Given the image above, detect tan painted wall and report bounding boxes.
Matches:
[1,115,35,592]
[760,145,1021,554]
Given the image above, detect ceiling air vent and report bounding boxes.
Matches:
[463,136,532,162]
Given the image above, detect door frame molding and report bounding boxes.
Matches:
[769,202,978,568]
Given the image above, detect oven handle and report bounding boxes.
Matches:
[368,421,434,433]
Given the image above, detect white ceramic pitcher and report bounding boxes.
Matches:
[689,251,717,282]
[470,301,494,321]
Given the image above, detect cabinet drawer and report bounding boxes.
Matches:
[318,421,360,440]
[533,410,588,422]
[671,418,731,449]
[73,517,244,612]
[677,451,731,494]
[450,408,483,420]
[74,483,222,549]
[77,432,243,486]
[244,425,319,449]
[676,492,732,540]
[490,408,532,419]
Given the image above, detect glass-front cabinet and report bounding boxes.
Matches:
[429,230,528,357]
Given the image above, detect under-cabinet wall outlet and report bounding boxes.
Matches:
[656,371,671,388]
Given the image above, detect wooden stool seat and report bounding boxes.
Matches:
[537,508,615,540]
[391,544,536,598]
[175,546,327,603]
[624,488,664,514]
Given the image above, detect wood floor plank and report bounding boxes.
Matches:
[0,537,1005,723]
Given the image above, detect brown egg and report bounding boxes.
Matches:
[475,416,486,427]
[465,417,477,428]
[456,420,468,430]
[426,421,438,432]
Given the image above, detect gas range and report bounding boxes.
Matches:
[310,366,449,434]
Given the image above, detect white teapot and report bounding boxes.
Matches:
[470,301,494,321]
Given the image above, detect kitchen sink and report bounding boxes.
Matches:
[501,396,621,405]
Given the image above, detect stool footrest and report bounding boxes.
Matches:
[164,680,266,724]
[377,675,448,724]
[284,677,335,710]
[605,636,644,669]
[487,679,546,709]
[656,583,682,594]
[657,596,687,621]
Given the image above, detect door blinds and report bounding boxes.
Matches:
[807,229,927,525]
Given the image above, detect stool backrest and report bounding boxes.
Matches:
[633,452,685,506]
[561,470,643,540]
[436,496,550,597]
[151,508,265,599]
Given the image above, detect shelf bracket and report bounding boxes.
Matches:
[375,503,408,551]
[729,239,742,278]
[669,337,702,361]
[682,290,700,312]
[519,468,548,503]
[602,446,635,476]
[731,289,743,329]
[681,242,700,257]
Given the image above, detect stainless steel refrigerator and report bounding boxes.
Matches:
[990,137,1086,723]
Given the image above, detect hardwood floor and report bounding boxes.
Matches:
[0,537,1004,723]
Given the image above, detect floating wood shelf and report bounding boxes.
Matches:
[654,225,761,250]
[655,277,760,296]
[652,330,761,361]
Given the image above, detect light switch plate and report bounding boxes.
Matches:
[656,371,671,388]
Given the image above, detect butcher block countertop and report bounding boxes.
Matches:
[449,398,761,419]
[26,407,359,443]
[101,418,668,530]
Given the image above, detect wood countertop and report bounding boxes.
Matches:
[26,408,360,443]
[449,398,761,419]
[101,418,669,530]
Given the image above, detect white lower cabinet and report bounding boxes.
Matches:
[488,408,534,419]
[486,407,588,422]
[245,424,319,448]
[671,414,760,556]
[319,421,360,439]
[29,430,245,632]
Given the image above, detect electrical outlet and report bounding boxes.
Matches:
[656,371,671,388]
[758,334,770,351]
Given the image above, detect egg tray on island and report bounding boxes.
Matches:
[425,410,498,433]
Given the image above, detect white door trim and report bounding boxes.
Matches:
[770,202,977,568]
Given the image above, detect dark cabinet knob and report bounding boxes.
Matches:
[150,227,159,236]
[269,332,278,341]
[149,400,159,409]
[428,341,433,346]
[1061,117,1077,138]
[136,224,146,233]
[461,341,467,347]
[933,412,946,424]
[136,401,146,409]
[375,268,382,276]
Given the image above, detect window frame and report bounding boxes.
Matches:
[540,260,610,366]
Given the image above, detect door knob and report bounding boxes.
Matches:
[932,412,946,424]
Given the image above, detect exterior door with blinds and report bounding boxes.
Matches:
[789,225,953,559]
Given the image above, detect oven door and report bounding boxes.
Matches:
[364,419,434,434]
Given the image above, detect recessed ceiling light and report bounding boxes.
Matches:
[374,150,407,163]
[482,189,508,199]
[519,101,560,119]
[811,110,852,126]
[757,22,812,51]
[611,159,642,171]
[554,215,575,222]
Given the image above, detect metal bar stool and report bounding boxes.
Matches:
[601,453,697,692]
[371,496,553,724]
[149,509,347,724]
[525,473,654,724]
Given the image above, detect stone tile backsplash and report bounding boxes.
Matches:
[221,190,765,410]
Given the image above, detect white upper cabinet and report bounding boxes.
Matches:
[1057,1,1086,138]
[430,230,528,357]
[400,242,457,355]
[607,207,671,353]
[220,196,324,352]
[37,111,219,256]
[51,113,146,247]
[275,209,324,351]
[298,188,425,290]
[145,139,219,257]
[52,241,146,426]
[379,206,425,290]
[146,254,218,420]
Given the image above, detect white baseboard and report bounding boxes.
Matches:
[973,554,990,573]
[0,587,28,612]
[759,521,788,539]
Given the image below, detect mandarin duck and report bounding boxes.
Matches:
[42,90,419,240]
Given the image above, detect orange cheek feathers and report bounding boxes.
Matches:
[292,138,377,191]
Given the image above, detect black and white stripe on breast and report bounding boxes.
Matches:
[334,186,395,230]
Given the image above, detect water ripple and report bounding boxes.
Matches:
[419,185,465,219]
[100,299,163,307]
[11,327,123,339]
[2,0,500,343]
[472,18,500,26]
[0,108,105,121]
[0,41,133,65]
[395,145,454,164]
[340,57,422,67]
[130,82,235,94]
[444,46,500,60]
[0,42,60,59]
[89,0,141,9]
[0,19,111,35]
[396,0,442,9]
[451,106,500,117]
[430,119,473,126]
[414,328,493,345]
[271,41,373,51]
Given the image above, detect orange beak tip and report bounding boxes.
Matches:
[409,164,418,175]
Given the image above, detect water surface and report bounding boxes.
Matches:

§

Your objective:
In the listing above, how many lines contain the string "blinds"? State the number and stop.

Solved exercise:
2